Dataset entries
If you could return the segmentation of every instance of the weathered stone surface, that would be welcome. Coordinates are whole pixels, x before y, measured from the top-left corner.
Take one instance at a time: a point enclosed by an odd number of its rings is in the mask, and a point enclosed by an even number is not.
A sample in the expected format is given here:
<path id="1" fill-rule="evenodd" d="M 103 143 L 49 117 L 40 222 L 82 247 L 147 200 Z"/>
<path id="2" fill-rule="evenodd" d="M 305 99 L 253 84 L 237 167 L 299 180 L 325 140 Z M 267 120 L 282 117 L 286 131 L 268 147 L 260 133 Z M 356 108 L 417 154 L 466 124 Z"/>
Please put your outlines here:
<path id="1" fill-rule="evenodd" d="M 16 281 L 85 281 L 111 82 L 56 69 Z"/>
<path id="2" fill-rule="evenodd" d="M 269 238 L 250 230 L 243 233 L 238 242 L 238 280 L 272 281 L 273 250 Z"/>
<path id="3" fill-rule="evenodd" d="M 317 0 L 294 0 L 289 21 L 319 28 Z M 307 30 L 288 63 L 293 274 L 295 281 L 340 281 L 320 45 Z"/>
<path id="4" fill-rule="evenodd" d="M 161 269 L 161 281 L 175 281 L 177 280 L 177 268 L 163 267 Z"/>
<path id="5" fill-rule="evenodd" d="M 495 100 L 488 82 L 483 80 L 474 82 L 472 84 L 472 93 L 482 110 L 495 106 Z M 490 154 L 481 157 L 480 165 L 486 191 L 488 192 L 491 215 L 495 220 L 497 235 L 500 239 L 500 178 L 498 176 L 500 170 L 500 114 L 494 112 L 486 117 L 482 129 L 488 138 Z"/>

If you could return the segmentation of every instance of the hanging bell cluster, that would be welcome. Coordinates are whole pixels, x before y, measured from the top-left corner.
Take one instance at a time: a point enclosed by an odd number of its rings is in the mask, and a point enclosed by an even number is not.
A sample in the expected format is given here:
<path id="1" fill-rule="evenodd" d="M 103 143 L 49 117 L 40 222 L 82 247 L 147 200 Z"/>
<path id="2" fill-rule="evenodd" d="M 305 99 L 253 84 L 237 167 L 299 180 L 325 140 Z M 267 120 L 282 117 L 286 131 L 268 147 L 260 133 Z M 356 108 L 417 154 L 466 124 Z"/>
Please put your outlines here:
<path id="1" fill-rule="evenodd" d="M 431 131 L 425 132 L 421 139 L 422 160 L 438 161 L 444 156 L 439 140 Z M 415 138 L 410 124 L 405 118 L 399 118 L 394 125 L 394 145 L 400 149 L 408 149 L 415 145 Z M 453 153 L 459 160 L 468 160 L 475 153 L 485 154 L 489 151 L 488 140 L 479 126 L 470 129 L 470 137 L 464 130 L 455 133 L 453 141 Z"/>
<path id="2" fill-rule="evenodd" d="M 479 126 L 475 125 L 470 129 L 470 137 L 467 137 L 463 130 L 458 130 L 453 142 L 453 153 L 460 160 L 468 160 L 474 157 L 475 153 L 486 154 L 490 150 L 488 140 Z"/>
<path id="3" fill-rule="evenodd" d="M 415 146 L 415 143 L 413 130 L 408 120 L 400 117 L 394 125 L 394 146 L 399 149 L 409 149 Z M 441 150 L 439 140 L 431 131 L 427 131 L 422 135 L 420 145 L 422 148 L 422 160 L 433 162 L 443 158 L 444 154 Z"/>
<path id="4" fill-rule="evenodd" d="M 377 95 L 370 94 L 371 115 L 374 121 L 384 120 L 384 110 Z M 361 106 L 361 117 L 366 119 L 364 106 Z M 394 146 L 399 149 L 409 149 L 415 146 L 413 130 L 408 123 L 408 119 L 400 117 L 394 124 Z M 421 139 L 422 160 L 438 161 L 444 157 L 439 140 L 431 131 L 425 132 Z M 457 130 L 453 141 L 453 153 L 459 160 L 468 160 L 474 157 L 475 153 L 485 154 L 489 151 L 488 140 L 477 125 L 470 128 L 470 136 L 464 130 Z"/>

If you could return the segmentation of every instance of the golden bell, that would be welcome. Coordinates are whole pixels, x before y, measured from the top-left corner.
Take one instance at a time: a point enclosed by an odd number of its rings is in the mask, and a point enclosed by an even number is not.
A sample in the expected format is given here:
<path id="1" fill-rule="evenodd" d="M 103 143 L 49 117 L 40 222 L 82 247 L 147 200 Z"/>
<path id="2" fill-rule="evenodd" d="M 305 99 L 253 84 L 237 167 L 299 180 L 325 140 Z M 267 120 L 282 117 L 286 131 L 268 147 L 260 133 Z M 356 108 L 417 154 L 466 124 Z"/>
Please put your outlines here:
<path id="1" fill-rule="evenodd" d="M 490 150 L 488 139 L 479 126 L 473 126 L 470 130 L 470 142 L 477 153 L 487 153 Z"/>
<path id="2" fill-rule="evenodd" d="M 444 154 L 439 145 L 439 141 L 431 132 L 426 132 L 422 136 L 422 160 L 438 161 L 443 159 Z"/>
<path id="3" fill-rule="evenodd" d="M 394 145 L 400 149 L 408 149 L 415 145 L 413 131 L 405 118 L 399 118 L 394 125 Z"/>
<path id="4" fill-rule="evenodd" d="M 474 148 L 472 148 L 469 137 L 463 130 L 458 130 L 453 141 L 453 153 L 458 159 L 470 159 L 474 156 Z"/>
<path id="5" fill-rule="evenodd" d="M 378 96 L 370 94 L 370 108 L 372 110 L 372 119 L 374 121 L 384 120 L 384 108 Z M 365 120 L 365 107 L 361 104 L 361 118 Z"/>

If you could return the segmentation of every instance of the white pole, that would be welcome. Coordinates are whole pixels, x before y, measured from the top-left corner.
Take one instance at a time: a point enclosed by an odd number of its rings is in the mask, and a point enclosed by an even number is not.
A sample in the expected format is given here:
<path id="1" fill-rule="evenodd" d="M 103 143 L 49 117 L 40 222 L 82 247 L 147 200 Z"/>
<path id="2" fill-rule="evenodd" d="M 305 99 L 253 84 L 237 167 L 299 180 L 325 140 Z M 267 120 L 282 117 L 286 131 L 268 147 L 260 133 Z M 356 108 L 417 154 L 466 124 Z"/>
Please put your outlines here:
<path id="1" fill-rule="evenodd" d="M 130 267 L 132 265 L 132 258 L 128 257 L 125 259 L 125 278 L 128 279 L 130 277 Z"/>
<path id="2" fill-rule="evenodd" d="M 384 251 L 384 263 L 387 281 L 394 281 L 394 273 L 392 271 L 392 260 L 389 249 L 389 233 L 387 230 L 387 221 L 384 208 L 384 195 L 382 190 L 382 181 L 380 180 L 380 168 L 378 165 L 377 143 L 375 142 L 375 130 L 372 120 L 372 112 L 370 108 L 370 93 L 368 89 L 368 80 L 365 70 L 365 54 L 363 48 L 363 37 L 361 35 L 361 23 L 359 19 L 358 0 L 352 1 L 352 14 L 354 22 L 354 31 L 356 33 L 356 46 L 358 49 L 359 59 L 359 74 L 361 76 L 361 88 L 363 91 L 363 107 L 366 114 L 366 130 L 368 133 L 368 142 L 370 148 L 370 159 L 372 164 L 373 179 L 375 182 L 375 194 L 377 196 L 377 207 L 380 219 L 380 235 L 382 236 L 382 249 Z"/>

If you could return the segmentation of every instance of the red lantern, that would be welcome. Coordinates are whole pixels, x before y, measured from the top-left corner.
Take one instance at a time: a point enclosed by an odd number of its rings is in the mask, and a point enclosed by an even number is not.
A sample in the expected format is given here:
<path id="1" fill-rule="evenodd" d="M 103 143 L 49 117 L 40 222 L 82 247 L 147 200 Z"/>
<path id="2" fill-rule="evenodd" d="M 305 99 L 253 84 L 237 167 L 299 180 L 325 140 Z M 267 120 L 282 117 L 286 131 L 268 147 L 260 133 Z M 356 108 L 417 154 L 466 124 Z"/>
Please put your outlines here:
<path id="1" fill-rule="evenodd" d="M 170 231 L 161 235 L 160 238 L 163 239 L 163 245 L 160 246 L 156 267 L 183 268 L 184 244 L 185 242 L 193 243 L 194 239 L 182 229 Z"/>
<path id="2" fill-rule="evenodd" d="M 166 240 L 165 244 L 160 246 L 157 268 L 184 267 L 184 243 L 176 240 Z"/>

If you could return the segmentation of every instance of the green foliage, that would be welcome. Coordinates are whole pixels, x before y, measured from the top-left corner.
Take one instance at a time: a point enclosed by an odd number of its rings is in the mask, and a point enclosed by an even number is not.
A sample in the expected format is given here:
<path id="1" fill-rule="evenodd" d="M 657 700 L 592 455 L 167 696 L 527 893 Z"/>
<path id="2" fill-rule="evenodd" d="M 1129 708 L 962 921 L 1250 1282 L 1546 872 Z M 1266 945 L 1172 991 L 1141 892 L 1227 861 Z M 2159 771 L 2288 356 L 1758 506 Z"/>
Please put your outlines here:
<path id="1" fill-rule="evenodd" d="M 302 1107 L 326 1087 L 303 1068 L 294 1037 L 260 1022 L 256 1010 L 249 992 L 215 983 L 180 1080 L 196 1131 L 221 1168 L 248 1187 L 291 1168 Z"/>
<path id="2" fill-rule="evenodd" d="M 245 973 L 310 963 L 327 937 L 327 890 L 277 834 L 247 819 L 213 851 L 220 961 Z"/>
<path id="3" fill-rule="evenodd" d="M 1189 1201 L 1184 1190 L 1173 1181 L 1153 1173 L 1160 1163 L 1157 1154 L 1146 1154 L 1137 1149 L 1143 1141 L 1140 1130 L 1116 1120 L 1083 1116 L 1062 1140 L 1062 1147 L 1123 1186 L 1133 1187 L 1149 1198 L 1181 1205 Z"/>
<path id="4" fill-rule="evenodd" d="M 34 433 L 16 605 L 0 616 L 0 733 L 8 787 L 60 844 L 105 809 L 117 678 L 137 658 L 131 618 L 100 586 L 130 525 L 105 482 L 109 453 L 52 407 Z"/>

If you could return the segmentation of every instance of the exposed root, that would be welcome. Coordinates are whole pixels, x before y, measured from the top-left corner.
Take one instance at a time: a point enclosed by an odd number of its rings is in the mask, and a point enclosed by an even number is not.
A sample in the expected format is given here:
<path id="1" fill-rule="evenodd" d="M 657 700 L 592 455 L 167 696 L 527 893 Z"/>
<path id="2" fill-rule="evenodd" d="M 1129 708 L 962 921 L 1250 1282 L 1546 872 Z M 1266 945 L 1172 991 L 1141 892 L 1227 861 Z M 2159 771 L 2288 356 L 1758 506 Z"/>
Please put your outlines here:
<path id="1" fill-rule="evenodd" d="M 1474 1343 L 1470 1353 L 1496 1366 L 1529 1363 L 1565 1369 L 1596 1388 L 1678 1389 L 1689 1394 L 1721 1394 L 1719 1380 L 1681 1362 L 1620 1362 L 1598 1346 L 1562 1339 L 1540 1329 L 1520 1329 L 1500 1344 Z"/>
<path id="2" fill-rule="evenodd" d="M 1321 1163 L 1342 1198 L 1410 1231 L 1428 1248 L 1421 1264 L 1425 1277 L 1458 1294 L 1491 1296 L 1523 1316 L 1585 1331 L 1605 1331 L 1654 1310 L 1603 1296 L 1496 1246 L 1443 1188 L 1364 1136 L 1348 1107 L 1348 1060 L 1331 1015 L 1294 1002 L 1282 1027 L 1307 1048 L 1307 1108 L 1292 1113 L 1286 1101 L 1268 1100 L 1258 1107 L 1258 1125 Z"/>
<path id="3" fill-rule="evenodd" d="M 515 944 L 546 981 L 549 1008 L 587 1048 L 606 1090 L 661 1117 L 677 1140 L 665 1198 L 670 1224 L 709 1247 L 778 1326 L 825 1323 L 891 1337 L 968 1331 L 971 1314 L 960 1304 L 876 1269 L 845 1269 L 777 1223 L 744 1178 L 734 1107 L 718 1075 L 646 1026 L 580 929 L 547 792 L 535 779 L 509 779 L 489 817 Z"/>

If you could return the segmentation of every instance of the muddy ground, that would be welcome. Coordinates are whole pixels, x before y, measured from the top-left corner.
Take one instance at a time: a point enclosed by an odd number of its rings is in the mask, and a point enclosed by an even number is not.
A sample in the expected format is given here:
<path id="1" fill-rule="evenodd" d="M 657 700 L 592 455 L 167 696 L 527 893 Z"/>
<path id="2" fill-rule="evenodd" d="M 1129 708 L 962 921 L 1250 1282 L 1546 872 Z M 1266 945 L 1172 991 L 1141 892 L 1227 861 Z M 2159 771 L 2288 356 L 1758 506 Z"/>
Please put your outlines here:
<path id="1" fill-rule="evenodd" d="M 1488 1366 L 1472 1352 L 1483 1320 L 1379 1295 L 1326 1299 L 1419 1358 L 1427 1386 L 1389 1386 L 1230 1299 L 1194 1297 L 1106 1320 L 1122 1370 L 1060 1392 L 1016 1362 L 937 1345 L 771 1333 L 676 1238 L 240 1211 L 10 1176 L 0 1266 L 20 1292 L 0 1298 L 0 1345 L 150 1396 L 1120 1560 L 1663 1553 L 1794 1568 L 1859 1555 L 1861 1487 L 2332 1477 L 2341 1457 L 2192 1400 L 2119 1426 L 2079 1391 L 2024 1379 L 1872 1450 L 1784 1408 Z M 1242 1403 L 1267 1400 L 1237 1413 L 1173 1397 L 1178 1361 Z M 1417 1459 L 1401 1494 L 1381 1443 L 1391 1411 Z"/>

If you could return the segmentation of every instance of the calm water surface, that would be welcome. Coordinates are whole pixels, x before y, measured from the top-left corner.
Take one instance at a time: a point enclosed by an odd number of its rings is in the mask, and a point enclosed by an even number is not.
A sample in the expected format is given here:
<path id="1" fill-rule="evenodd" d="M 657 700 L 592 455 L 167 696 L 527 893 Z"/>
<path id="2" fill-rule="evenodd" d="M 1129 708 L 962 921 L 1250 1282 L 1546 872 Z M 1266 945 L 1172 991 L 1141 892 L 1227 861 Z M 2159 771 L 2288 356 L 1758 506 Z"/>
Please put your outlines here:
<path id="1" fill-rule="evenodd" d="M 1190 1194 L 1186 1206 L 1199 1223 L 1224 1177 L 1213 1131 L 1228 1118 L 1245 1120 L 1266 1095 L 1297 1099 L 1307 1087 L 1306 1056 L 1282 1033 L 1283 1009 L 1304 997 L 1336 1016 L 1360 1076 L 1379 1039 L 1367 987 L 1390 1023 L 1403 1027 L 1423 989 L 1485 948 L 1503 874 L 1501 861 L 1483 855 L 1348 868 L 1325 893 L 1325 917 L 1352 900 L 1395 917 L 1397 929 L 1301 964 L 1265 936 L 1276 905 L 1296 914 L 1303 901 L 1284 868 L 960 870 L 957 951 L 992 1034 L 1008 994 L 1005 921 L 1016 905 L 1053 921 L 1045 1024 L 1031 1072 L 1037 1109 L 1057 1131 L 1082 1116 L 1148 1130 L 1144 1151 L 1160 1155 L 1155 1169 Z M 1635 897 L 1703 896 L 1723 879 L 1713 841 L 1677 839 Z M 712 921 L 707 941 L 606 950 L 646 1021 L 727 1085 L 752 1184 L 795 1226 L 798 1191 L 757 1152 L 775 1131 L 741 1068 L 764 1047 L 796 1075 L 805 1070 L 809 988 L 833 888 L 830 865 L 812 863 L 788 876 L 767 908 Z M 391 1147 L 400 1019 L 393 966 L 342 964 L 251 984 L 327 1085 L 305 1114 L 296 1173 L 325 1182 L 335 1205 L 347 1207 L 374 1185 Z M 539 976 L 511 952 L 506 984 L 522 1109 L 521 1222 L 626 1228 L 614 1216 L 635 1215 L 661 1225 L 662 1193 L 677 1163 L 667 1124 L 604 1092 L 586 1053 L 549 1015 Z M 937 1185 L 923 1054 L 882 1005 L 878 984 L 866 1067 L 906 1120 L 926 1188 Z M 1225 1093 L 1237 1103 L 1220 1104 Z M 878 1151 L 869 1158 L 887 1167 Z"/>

§ WORK TASK: Search the entries above for the string "surface". Copy each line in which it appears.

§ SOLUTION TO THE PROBLEM:
If you could return the segmentation of every instance of the weathered stone surface, that would be welcome. Coordinates are whole pixels, x before y, measured from the top-left corner.
If you could return the segmentation of every instance of the calm water surface, that would be welcome. Coordinates are whole pixels, x before y, measured from the top-left corner.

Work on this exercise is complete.